***** Exercise inputs

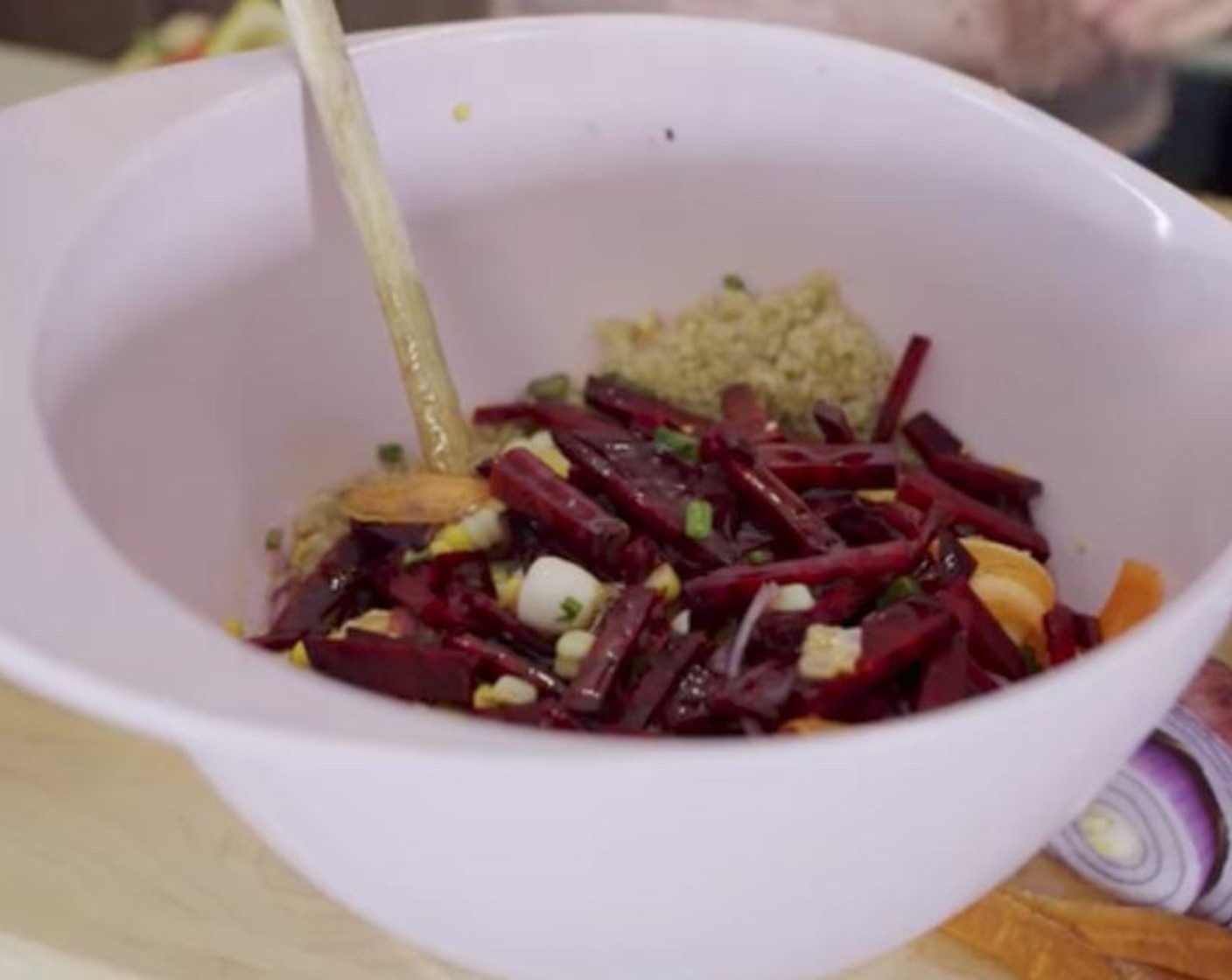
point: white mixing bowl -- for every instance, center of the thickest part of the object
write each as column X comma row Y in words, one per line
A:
column 190, row 346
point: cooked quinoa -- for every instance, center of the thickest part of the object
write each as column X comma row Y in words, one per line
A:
column 794, row 346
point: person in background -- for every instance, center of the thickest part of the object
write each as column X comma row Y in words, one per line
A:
column 1098, row 64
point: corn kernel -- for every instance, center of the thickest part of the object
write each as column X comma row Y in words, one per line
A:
column 828, row 652
column 794, row 598
column 666, row 582
column 509, row 587
column 374, row 620
column 508, row 692
column 878, row 496
column 570, row 650
column 298, row 657
column 452, row 537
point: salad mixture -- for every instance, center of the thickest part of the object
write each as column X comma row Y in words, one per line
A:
column 621, row 564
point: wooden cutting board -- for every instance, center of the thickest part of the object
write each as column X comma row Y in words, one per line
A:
column 117, row 862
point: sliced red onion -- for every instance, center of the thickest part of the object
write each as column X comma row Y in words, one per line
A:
column 1150, row 837
column 1201, row 725
column 743, row 634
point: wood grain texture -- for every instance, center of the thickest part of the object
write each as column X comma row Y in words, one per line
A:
column 117, row 862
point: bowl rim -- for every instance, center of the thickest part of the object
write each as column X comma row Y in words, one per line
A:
column 66, row 198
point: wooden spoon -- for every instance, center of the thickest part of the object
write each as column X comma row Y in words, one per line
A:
column 444, row 434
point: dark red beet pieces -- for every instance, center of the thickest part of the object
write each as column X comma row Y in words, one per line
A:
column 732, row 587
column 813, row 466
column 640, row 410
column 732, row 504
column 528, row 485
column 398, row 668
column 924, row 490
column 615, row 640
column 834, row 425
column 900, row 388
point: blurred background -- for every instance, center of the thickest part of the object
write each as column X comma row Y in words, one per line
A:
column 1168, row 105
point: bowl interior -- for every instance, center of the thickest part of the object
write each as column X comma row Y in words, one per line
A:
column 211, row 353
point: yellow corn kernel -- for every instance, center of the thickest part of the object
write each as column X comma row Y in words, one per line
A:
column 485, row 698
column 666, row 582
column 808, row 725
column 374, row 620
column 508, row 692
column 555, row 460
column 452, row 537
column 509, row 587
column 1017, row 590
column 828, row 652
column 298, row 657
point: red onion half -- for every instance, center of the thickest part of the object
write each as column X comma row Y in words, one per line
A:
column 1150, row 837
column 1201, row 725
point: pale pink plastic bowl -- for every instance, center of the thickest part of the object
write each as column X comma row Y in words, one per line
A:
column 190, row 346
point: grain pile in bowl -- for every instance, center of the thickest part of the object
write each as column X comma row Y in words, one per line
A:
column 794, row 346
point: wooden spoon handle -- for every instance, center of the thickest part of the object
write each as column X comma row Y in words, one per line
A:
column 444, row 433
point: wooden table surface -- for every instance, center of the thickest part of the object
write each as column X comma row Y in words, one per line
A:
column 117, row 862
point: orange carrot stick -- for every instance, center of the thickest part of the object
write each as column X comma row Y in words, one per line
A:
column 1138, row 593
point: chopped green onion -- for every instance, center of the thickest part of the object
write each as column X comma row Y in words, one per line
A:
column 570, row 608
column 903, row 587
column 410, row 558
column 392, row 454
column 616, row 377
column 550, row 388
column 679, row 443
column 699, row 519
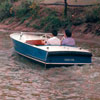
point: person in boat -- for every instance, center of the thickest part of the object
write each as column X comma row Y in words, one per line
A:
column 67, row 39
column 53, row 40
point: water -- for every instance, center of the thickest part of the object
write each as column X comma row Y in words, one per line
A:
column 22, row 79
column 74, row 2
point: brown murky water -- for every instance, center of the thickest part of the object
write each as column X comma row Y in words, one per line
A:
column 22, row 79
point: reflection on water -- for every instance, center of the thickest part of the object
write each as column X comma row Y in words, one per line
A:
column 22, row 79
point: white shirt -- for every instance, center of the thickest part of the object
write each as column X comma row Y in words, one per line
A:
column 53, row 41
column 68, row 41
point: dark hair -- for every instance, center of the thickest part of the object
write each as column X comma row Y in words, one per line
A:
column 54, row 32
column 68, row 33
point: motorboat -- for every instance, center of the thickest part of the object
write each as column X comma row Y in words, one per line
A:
column 30, row 45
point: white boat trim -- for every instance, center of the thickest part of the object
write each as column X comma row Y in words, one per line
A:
column 49, row 63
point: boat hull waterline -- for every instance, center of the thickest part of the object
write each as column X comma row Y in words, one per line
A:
column 49, row 55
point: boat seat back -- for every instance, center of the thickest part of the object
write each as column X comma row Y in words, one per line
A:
column 35, row 42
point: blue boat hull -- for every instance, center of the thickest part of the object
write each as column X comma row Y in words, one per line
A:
column 54, row 58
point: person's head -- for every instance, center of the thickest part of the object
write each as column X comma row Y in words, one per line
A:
column 54, row 32
column 68, row 33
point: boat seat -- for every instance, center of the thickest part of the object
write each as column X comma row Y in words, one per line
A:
column 34, row 42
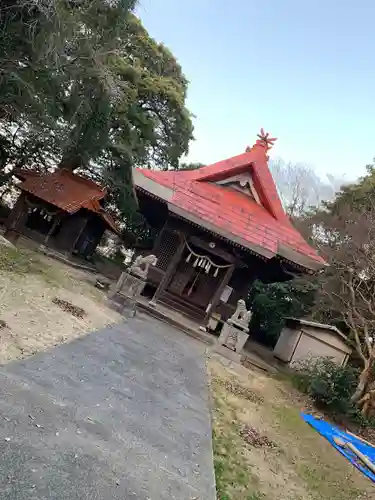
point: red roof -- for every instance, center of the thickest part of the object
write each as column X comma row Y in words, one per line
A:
column 263, row 225
column 67, row 191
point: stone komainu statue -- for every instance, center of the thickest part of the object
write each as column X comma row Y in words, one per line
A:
column 141, row 265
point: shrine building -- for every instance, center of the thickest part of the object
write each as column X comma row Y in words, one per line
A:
column 61, row 210
column 219, row 228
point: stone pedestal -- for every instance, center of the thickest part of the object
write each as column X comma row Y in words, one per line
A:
column 127, row 290
column 235, row 331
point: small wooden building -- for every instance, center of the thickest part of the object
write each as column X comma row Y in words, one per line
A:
column 62, row 210
column 301, row 339
column 219, row 228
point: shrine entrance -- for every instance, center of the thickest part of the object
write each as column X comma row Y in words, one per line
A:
column 197, row 277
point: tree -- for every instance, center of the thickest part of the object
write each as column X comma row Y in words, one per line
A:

**********

Instruction:
Print every line of the rows above character for character, omitting the pictures.

Completed task:
point: white mixing bowl -- for every instance, center of the thickest part of the object
write each as column X comma row Y in words, one per line
A:
column 190, row 346
point: cooked quinoa -- for every instance, center of the thickest part of the object
write each as column X comma row Y in words, one per line
A:
column 794, row 346
point: person in background -- for every instance, center of the thickest part of the object
write each as column X comma row Y in words, one per line
A:
column 1098, row 64
point: corn kernel -- for every instance, center of the thickest part of the object
write each as column X comma row Y in words, one per line
A:
column 828, row 652
column 794, row 598
column 666, row 582
column 509, row 587
column 374, row 620
column 508, row 692
column 878, row 496
column 570, row 650
column 298, row 657
column 452, row 537
point: salad mixture -- for every instance, center of the thickest part of the object
write each as column X comma row Y in words, one per line
A:
column 621, row 564
point: wooden cutting board -- for every instance, center of the thickest part of the object
write each as column X comma row Y in words, one per line
A:
column 117, row 862
point: sliced red onion -- for every instance, center of the thickest part of the object
write each as column X comma row Y in words, one per line
A:
column 1150, row 837
column 1201, row 725
column 743, row 634
point: wood grain texture -- for every instance, center of the thickest part of the object
write each as column X comma row Y in words, one per line
A:
column 117, row 862
point: bowl rim -- for every instance, center of the thickest part of the object
write each as column X comma row Y in words, one per line
A:
column 66, row 198
point: wooden spoon -- for every instance, center of the thickest part of the object
write each as column X comma row Y in words, one per line
A:
column 444, row 434
point: dark red beet pieces -- for every instance, center of the thickest part of the object
write each as column X comma row Y in words, one per line
A:
column 732, row 587
column 813, row 466
column 640, row 410
column 732, row 504
column 528, row 485
column 398, row 668
column 924, row 490
column 615, row 640
column 834, row 425
column 900, row 388
point: blurred background -- for every instance, center of the thickest part of the object
write each as column X comma row Y in words, one per line
A:
column 1168, row 105
point: bowl interior -- for every instance, center of the thickest part of the object
write each as column X comma row Y in words, one per line
A:
column 211, row 353
point: yellow corn kernel -- for every instance, center of the thickest part of the object
write each as column X comma row Y in words, one per line
A:
column 485, row 698
column 666, row 582
column 808, row 725
column 374, row 620
column 508, row 692
column 555, row 460
column 452, row 537
column 509, row 587
column 1017, row 590
column 828, row 652
column 298, row 657
point: red onion half -- for every instance, center of the thickest part of the object
write each as column X comma row Y in words, one per line
A:
column 1150, row 837
column 1201, row 725
point: pale pink plastic bowl -- for every instance, center of the thickest part of the object
write each as column X comma row Y in words, one per line
A:
column 190, row 346
point: grain pile in bowl -- for every instance, center of the thickest part of the object
write each as column X comma row Y in words, one per line
A:
column 794, row 346
point: wooden spoon handle -- for every instance, center of the thickest part of the object
write each as column X comma row Y in words, one per line
A:
column 444, row 433
point: wooden table surface -- for every instance, center of the thickest part of the object
write each as column X comma row Y in words, one per line
A:
column 117, row 862
point: orange carrot stick -- for every instance, center of the thickest part of the object
write each as column X comma row Y in words, one per line
A:
column 1138, row 593
point: chopped green onion -- for every instance, center of the thickest part of the object
write each as column X comma row Y in words, one per line
A:
column 570, row 608
column 903, row 587
column 410, row 558
column 392, row 454
column 616, row 377
column 550, row 388
column 679, row 443
column 699, row 519
point: person in boat -- for every instance, center of the thickest part of the object
write each as column X comma row Y in words, one per line
A:
column 67, row 39
column 53, row 40
point: water -- for every instance, center of the thickest part of the object
write each as column X comma row Y in words, one per line
A:
column 22, row 79
column 74, row 2
point: brown murky water -- for every instance, center of the thickest part of the object
write each as column X comma row Y in words, one per line
A:
column 22, row 79
point: reflection on water -- for every instance, center of the thickest part of the object
write each as column X comma row Y in words, one per line
A:
column 22, row 79
point: white shirt -- for every instance, center of the thickest part of the object
write each as column X comma row Y in words, one per line
A:
column 53, row 41
column 68, row 41
point: dark hair -- for every instance, center of the thickest part of the object
write each as column X comma row Y in words, one per line
A:
column 54, row 32
column 68, row 33
point: motorboat -- for every instance, center of the thickest part of the object
write each as column X comma row Y in words, one per line
A:
column 30, row 45
point: white boat trim -- for every instance, center of the thickest part of the object
write each as column X comma row Y in words, one per line
A:
column 49, row 63
point: boat hull waterline -- for every instance, center of the thickest part of the object
write each as column X comma row Y in words, one per line
A:
column 49, row 55
point: boat seat back -- for every instance, center of the thickest part of the object
write each as column X comma row Y in words, one per line
A:
column 35, row 42
point: blue boat hull -- for every instance, center of the thickest part of the object
write each as column X comma row Y in words, one per line
A:
column 54, row 58
point: person's head -- for every instance, center of the thickest part of the object
write each as column X comma row Y in words, one per line
A:
column 54, row 32
column 68, row 33
point: boat seat -- for every instance, center of the thickest part of the object
write each as column X comma row Y in words, one per line
A:
column 34, row 42
point: red roof -- for every instance, center of the thickest part of the object
write each as column X comma row Y in words, one per line
A:
column 263, row 225
column 67, row 191
point: stone komainu statue -- for every instance, center of the thickest part of the object
write each as column X comma row Y in words, one per line
A:
column 141, row 265
point: shrine building -- for every instance, center of the thickest part of the object
write each as column X comma row Y in words, one per line
A:
column 61, row 210
column 219, row 228
point: stone pedestal -- for every instance, center of the thickest part of the object
write each as column X comma row Y in words, one per line
A:
column 127, row 290
column 235, row 331
point: small wooden building -- for every instance, center of the thickest part of the object
write each as column X comma row Y in words, one per line
A:
column 62, row 210
column 301, row 339
column 219, row 228
point: shrine entrance -- for every instance, center of the thickest part of the object
write each as column X comma row Y in words, one per line
A:
column 197, row 277
point: tree -- for every instance, center of the thickest part of the object
write each as column X comma row Y in words, one per line
A:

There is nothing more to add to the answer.